▸ Location labeling records
· · · · · · ·
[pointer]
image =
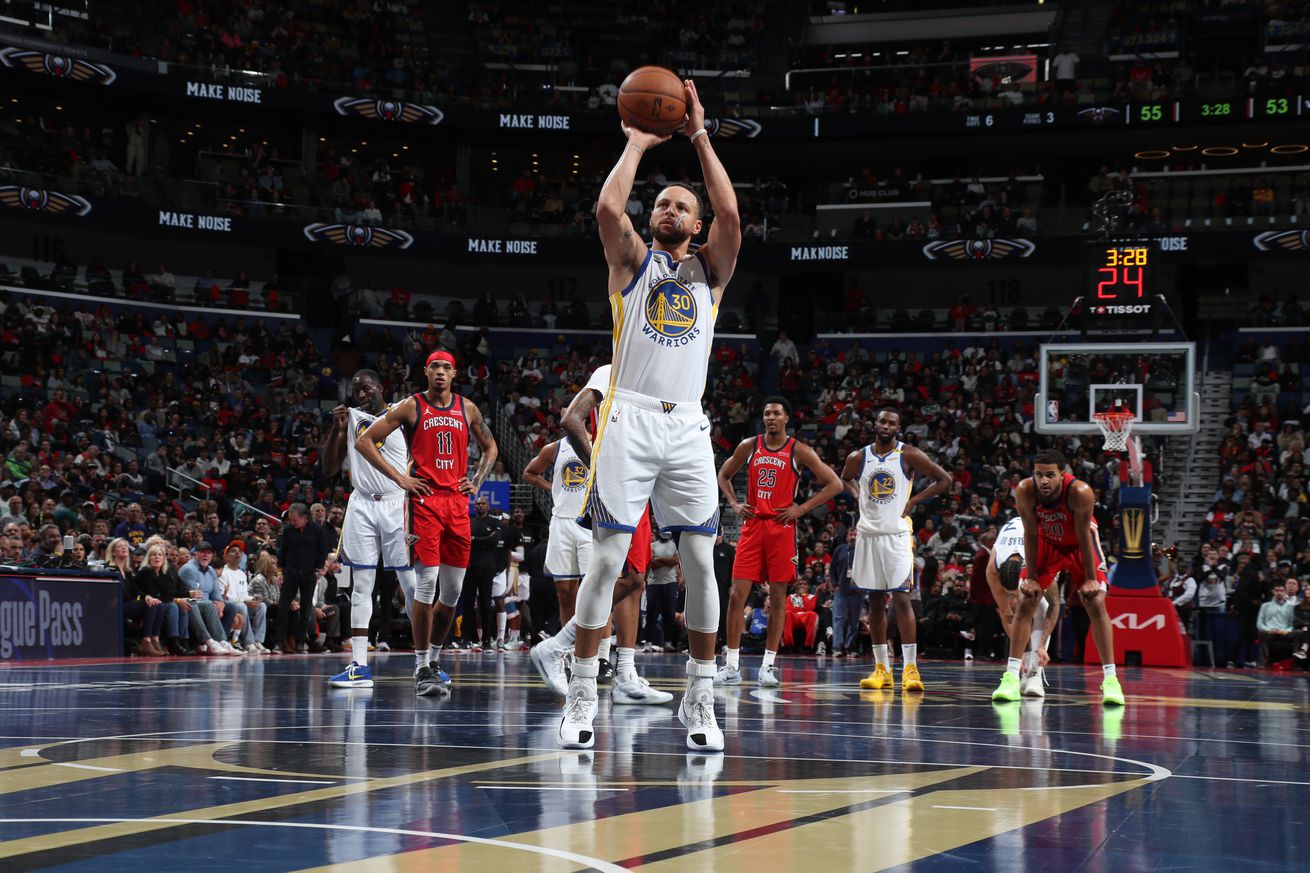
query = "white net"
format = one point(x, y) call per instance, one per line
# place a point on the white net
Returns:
point(1115, 427)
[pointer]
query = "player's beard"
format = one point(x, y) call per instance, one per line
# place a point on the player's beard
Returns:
point(671, 239)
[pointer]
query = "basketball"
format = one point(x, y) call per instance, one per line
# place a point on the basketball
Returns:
point(654, 100)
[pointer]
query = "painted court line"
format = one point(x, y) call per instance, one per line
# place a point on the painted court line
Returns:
point(257, 779)
point(592, 863)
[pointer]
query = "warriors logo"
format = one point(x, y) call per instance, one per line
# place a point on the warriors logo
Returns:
point(1283, 241)
point(43, 201)
point(671, 310)
point(393, 110)
point(977, 249)
point(56, 66)
point(358, 236)
point(882, 486)
point(574, 475)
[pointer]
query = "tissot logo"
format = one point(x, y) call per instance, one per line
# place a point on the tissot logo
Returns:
point(820, 253)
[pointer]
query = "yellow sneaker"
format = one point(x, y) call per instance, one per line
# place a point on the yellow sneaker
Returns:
point(879, 678)
point(911, 680)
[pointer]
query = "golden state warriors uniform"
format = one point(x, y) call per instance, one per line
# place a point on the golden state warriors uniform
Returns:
point(376, 514)
point(654, 438)
point(569, 547)
point(884, 551)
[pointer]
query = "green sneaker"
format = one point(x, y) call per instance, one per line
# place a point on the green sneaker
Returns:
point(1009, 687)
point(1111, 692)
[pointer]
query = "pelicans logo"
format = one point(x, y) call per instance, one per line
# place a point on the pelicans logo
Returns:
point(574, 475)
point(58, 66)
point(358, 236)
point(671, 313)
point(392, 110)
point(882, 486)
point(977, 249)
point(43, 201)
point(1283, 241)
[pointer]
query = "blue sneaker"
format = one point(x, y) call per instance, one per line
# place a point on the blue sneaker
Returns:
point(353, 677)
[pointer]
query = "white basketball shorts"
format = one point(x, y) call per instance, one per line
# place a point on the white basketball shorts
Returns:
point(567, 549)
point(883, 561)
point(376, 527)
point(653, 450)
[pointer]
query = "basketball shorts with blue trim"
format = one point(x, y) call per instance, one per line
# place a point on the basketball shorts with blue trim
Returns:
point(653, 450)
point(567, 548)
point(376, 527)
point(883, 561)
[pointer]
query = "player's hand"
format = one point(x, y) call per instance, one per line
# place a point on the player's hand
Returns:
point(790, 514)
point(414, 485)
point(642, 139)
point(694, 110)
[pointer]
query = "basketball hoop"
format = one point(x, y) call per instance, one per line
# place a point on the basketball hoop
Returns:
point(1115, 426)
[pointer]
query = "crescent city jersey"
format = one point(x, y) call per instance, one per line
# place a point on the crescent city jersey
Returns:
point(1009, 542)
point(567, 481)
point(439, 443)
point(363, 476)
point(663, 329)
point(884, 488)
point(772, 477)
point(1055, 519)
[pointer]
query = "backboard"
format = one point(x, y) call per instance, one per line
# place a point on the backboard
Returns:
point(1153, 380)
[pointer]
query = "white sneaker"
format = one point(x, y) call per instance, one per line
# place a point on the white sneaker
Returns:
point(550, 663)
point(1031, 686)
point(575, 730)
point(630, 688)
point(727, 675)
point(697, 713)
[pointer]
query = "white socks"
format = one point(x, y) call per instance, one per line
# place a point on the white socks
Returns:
point(626, 663)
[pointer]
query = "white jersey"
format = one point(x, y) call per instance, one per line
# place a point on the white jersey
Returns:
point(884, 488)
point(364, 477)
point(1009, 542)
point(567, 481)
point(664, 328)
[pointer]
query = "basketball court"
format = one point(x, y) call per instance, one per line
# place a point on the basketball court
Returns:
point(258, 764)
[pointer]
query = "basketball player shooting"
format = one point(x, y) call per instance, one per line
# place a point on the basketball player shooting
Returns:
point(654, 439)
point(1059, 538)
point(438, 424)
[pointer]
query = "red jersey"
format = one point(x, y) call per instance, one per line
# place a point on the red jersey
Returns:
point(1055, 519)
point(772, 477)
point(439, 443)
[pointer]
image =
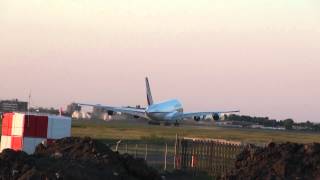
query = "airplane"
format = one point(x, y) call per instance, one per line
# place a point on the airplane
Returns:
point(170, 111)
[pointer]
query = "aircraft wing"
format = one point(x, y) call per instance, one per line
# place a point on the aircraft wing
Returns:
point(200, 114)
point(130, 111)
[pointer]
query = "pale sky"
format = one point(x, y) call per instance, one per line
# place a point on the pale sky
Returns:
point(259, 56)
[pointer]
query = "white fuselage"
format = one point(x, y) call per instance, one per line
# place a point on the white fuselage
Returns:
point(165, 111)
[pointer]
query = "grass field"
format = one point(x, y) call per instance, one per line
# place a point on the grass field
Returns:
point(134, 132)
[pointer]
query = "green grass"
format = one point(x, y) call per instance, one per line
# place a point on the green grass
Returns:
point(135, 132)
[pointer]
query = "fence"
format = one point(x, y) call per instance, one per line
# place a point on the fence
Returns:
point(214, 156)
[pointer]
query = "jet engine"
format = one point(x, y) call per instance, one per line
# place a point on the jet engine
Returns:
point(216, 117)
point(110, 113)
point(196, 118)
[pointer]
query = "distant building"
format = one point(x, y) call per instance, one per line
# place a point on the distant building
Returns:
point(13, 105)
point(73, 107)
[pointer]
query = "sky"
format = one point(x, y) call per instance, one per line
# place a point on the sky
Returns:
point(259, 56)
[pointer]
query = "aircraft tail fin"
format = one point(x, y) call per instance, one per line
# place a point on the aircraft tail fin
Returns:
point(149, 95)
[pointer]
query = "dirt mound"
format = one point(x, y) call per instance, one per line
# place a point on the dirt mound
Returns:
point(278, 161)
point(73, 158)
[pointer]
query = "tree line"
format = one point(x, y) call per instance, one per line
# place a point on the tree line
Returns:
point(288, 124)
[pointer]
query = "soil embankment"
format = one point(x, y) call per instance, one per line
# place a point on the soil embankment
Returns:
point(278, 161)
point(73, 158)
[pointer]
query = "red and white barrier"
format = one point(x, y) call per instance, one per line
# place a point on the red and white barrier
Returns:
point(24, 132)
· · · · · · ·
▸ Task brief
Restate the listing above word for word, and skip the pictures.

▸ Solution for this problem
[pointer]
image =
query = "white net"
format = one point(x, y) call per instance, one per line
# place a point on the white net
Returns:
point(1115, 427)
[pointer]
query = "player's beard"
format = one point(x, y) call per instance, one per line
# place a point on the player's beard
Returns:
point(671, 239)
[pointer]
query = "basketball"
format = one point(x, y) call per instance, one per line
# place a point on the basketball
Returns:
point(654, 100)
[pointer]
query = "painted court line"
format = one point(x, y) call per instance, one per line
# place a point on the painted court line
Returns:
point(257, 779)
point(592, 863)
[pointer]
query = "warriors logo"
format = one point(x, y) call per instance, one per line
# place a point on the warriors logo
Returns:
point(1283, 241)
point(43, 201)
point(671, 310)
point(393, 110)
point(977, 249)
point(56, 66)
point(358, 236)
point(882, 486)
point(574, 475)
[pointer]
query = "tissot logo"
format = one point(x, y) call per instance, one per line
# place a point on the tissot logo
Returns:
point(820, 253)
[pointer]
query = "yellow sneaker"
format = one point(x, y) call per instance, one per line
# place a point on the yellow sneaker
Returns:
point(879, 678)
point(911, 680)
[pointer]
query = "golden state warriors uniform"
format = one point(x, y) call per instance, one per line
# place a point on the golden state warriors uniform
Returns:
point(376, 514)
point(654, 438)
point(569, 547)
point(884, 551)
[pointer]
query = "green sneaker"
format = one point(x, y) call per instance, one per line
# place a point on the green sneaker
Returns:
point(1009, 687)
point(1111, 692)
[pointer]
query = "pelicans logo"
format = one point(x, y) call per instance, one per line
# place a point on the pelicans logo
Returns:
point(574, 475)
point(58, 66)
point(358, 236)
point(671, 313)
point(392, 110)
point(882, 486)
point(977, 249)
point(43, 201)
point(1283, 241)
[pointer]
query = "blue sneaker"
format = one point(x, y) call per instance, one per line
# place a point on the blue sneaker
Returns:
point(353, 677)
[pointer]
query = "white basketball shorts"
format = one point(x, y) call per instance, one per line
# place a point on the white basketball shorts
Returns:
point(567, 549)
point(883, 561)
point(376, 527)
point(653, 450)
[pointer]
query = "basketball shorts with blue trim"
format = one point(x, y) call per instance, one per line
# place a point on the basketball shorts with blue trim
Returns:
point(653, 450)
point(567, 548)
point(376, 527)
point(883, 561)
[pointer]
query = "player's hand"
format = one point(x, y) call per instance, one per line
# place a point on the player's hand
Returns:
point(790, 514)
point(414, 485)
point(642, 139)
point(694, 110)
[pointer]
query = "basketball hoop"
format = one point(x, y) call per instance, one per line
# place a point on the basketball hoop
Returns:
point(1115, 426)
[pointer]
query = "crescent city jersey"
format = one point(x, y) call per instance, one per line
# place a point on the crescent city jersey
Returns:
point(1009, 542)
point(567, 481)
point(439, 443)
point(363, 476)
point(663, 329)
point(884, 488)
point(772, 477)
point(1055, 519)
[pointer]
query = "backboard"
format = one point(x, y) call per instance, one per line
# place a point on the backboard
Returns:
point(1153, 380)
[pointer]
query = "white sneaker"
format = one point(x, y) call per instance, one per line
# place a point on the white sneaker
Returns:
point(550, 663)
point(1031, 686)
point(575, 730)
point(630, 688)
point(727, 675)
point(697, 713)
[pointer]
query = "white socks"
format = one point(x, y) call per instance, one per line
# place a point on the white socks
Returns:
point(626, 663)
[pointer]
query = "white jersey"
format = one point(x, y) call per instance, one per line
# place a point on the white jersey
Returns:
point(884, 488)
point(364, 477)
point(1009, 542)
point(567, 481)
point(664, 328)
[pointer]
query = "basketball court"
format = one point(x, y) call per instance, one per line
# place a point on the basketball court
Returns:
point(258, 764)
[pointer]
query = "basketball player shooting"
format = one point(x, y) call per instance, one per line
# place a point on the basketball player shooting
Returns:
point(654, 439)
point(1059, 538)
point(438, 424)
[pointer]
query = "red jersey"
format = one point(x, y) call per instance, one per line
# place a point on the red jersey
Returns:
point(1055, 519)
point(772, 477)
point(439, 443)
[pointer]
image =
query = "airplane"
format = one point(x, y) call per instance, one per line
# place a point on the airplane
Returns:
point(170, 111)
[pointer]
query = "aircraft wing"
format = one point(x, y) call per instance, one per line
# place a point on the aircraft wing
Returns:
point(200, 114)
point(130, 111)
[pointer]
query = "pale sky"
format = one point(x, y) call per instance, one per line
# place a point on the pale sky
Returns:
point(259, 56)
[pointer]
query = "white fuselage"
format = one point(x, y) call per instance, one per line
# place a point on the white fuselage
Returns:
point(165, 111)
[pointer]
query = "grass field"
format = one point(x, y) call per instance, one per line
# place a point on the grass field
Returns:
point(134, 132)
[pointer]
query = "green grass"
format = one point(x, y) call per instance, one per line
# place a point on the green grass
Returns:
point(135, 132)
[pointer]
query = "fence"
format = one point(x, y) call per instance, one per line
# place a point on the fence
Returns:
point(214, 156)
[pointer]
query = "jet engine"
format = one point(x, y) call per instance, one per line
# place a point on the jet engine
Returns:
point(216, 117)
point(110, 113)
point(196, 118)
[pointer]
query = "distant building"
format = one point(x, y) call per instance, one per line
# place a point on the distant building
Returns:
point(13, 105)
point(73, 107)
[pointer]
query = "sky"
format = one point(x, y) call per instance, one per line
# place a point on the sky
Returns:
point(259, 56)
[pointer]
query = "aircraft tail fin"
format = one point(x, y) call per instance, one per line
# place a point on the aircraft tail fin
Returns:
point(149, 95)
[pointer]
query = "dirt mound"
format = one point(x, y) call per instance, one per line
# place a point on the dirt mound
Returns:
point(278, 161)
point(73, 158)
[pointer]
query = "tree line"
format = one point(x, y) call per instance, one per line
# place a point on the tree line
Returns:
point(288, 124)
[pointer]
query = "soil embankment"
format = one point(x, y) call per instance, one per line
# place a point on the soil embankment
Returns:
point(278, 161)
point(73, 158)
[pointer]
query = "red and white barrier"
format = one point(x, y) call per instance, one per line
# place a point on the red and white barrier
Returns:
point(24, 132)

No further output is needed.